Instructions for the task. Copy out the records from their first line down to the line containing "Category: corrugated metal roof", including both of those lines.

═════ Dataset entries

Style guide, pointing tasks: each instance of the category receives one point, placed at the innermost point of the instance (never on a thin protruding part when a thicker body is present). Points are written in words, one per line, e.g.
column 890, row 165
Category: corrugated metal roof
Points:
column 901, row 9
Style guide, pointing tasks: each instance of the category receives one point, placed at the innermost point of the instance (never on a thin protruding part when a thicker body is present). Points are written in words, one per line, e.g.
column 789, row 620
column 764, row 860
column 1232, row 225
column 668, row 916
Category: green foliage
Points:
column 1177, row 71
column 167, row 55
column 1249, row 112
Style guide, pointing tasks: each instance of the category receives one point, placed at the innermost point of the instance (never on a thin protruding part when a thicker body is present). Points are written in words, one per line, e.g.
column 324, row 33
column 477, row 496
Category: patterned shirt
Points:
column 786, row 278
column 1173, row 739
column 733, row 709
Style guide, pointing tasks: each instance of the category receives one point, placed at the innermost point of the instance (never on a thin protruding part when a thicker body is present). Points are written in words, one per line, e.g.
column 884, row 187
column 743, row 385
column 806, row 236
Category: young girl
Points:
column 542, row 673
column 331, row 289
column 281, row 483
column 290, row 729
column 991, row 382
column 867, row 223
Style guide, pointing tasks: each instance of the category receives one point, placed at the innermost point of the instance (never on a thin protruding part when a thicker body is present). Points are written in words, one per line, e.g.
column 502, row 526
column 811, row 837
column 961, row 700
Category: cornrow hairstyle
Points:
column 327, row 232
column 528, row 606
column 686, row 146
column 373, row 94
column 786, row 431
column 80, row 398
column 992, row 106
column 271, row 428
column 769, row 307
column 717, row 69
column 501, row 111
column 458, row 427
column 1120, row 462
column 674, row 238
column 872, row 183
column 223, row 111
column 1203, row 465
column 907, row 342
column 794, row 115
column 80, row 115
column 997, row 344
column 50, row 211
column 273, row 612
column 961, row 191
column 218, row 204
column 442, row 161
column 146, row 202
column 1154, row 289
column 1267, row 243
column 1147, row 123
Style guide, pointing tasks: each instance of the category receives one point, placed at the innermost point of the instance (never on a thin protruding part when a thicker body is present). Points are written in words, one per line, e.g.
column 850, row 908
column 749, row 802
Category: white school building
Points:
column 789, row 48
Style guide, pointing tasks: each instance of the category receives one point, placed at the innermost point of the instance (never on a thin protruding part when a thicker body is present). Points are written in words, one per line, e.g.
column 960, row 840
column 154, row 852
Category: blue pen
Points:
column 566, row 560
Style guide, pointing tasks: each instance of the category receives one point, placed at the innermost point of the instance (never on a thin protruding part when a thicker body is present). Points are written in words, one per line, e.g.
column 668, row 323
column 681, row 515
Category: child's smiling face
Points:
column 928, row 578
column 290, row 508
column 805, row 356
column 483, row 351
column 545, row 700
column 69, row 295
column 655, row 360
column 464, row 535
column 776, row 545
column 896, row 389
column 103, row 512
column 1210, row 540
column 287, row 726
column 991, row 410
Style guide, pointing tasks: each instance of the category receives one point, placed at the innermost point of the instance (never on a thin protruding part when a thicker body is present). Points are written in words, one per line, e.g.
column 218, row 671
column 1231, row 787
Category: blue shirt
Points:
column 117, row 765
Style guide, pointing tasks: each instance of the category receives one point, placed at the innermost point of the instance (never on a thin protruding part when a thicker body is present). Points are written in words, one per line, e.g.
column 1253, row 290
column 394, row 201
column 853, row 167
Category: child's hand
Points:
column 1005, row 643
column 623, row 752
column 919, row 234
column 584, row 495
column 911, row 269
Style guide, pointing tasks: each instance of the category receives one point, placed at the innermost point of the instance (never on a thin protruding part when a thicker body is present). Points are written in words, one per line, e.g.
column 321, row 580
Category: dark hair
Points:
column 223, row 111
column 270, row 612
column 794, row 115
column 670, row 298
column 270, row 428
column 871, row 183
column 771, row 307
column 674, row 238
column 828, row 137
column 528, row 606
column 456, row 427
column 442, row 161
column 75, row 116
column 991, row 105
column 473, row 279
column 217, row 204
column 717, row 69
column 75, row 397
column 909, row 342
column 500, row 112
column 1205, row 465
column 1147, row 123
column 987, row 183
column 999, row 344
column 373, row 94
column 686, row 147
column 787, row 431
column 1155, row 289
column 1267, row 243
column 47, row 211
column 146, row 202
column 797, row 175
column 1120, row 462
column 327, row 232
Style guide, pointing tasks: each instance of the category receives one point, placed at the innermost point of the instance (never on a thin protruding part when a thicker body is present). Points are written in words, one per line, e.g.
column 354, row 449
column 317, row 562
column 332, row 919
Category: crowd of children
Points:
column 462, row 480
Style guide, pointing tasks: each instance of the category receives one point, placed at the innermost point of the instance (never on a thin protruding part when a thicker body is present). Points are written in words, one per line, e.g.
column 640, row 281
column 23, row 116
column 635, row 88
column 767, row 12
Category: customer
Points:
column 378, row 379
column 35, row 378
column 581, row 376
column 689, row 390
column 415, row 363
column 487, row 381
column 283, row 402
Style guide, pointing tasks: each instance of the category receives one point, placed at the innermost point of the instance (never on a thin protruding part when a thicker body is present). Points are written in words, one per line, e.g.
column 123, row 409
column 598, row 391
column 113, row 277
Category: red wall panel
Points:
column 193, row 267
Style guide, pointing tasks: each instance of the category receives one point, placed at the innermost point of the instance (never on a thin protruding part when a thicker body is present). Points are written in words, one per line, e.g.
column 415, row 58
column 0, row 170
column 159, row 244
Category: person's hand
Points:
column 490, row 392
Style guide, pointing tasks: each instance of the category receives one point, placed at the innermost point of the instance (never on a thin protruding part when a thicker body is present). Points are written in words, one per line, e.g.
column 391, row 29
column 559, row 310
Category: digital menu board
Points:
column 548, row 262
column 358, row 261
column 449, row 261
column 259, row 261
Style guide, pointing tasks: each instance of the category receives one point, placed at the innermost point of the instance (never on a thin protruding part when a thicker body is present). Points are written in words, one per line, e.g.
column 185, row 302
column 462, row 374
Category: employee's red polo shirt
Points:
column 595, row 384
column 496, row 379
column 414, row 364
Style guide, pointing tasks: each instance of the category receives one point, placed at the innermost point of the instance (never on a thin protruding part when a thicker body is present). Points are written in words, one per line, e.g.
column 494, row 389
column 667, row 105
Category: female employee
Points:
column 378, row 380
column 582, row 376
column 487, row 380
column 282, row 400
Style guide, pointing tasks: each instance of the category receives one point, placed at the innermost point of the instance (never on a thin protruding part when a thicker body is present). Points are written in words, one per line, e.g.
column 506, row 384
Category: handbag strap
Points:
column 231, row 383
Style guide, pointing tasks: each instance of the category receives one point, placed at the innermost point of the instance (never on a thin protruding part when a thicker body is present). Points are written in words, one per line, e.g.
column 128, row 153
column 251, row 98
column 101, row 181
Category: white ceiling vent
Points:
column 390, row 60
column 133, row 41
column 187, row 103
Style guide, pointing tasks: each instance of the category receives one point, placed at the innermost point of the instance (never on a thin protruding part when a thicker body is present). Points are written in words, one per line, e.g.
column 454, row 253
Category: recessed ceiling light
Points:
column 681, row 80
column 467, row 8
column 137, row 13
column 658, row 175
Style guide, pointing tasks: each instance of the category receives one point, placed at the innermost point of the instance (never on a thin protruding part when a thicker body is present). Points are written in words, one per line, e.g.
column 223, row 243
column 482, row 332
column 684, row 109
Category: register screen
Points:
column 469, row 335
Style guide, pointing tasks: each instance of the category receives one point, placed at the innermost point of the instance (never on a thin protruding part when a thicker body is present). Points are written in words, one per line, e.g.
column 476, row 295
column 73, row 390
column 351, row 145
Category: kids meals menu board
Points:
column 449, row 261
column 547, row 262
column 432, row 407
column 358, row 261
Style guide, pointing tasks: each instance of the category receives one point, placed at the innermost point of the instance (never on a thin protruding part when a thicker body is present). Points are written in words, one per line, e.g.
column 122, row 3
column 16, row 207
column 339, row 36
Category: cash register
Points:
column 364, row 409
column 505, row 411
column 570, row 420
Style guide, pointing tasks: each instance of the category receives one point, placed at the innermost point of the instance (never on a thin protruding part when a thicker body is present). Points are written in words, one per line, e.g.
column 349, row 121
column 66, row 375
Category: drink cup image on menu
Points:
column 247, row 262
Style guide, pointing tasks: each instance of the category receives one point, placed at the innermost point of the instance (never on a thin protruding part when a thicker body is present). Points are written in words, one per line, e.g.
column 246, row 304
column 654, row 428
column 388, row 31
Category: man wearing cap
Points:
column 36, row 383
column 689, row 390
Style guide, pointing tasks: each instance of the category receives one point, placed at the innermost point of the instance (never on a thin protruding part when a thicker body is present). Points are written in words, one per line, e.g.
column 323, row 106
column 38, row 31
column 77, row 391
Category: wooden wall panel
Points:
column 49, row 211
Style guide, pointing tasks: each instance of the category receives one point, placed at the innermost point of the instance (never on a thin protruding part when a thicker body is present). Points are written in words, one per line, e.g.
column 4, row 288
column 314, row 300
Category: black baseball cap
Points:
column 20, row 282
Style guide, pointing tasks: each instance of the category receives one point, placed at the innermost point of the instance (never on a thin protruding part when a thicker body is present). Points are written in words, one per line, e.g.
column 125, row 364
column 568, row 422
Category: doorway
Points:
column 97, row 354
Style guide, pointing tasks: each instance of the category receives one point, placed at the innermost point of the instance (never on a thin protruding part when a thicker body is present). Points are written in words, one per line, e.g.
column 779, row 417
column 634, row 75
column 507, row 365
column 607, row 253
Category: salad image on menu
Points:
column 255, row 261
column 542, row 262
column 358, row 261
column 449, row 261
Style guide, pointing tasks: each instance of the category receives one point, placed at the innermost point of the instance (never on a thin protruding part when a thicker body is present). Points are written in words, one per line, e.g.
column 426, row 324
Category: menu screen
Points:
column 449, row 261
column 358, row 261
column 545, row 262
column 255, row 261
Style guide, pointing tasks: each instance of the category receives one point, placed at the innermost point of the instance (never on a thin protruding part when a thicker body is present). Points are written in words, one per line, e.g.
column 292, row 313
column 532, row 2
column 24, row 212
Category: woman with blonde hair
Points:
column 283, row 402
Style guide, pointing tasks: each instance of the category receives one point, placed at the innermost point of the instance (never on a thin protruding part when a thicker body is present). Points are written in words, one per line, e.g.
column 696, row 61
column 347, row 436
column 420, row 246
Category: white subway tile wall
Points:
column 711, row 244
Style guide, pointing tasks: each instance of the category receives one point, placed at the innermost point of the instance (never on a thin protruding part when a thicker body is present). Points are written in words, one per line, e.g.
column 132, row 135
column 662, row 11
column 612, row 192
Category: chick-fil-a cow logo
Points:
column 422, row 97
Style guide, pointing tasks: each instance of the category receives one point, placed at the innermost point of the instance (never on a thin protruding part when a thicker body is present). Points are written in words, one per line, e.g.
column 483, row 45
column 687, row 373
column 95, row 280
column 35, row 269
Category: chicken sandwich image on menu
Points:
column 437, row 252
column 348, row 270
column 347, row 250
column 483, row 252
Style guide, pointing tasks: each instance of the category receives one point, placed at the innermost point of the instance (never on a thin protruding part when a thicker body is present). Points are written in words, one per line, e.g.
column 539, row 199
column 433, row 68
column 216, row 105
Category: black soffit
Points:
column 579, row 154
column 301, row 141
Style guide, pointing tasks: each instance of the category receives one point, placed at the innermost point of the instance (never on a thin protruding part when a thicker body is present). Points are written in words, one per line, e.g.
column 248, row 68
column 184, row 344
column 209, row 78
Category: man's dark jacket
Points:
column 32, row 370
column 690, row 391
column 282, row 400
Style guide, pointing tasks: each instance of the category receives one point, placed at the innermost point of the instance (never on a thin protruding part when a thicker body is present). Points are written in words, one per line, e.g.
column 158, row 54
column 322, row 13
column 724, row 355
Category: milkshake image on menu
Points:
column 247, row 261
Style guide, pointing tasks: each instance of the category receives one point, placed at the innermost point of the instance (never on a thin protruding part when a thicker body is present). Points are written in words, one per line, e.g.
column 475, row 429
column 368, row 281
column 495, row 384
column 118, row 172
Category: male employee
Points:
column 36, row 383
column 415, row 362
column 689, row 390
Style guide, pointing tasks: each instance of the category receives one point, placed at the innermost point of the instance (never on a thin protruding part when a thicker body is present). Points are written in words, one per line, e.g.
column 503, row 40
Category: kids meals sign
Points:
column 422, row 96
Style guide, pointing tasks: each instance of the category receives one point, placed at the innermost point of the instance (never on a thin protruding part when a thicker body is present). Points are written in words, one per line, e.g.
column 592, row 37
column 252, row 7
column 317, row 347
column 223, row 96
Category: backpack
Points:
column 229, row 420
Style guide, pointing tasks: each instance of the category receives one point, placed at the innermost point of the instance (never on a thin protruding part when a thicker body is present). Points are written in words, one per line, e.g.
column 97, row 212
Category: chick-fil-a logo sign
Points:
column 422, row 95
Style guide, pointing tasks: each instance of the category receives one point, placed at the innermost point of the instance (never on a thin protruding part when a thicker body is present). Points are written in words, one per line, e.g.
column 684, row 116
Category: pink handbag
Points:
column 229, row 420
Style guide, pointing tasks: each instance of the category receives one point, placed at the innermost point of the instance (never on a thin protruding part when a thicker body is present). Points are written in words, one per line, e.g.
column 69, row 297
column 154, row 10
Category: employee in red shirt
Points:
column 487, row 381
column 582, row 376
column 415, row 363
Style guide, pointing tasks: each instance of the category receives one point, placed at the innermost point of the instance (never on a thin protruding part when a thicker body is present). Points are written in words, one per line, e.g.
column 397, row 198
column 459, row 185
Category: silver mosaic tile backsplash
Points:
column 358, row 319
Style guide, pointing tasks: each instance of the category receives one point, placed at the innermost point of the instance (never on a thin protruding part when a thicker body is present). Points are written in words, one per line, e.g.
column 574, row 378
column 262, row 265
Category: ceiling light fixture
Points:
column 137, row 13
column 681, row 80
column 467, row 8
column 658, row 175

══════════

Solution to this problem.
Style guide, pointing tasks: each instance of the category receives one point, placed at the innermost point of the instance (never on a thin protruding part when a thicker body is present). Points are written in words, one per line, e.g.
column 890, row 165
Category: corrugated metal roof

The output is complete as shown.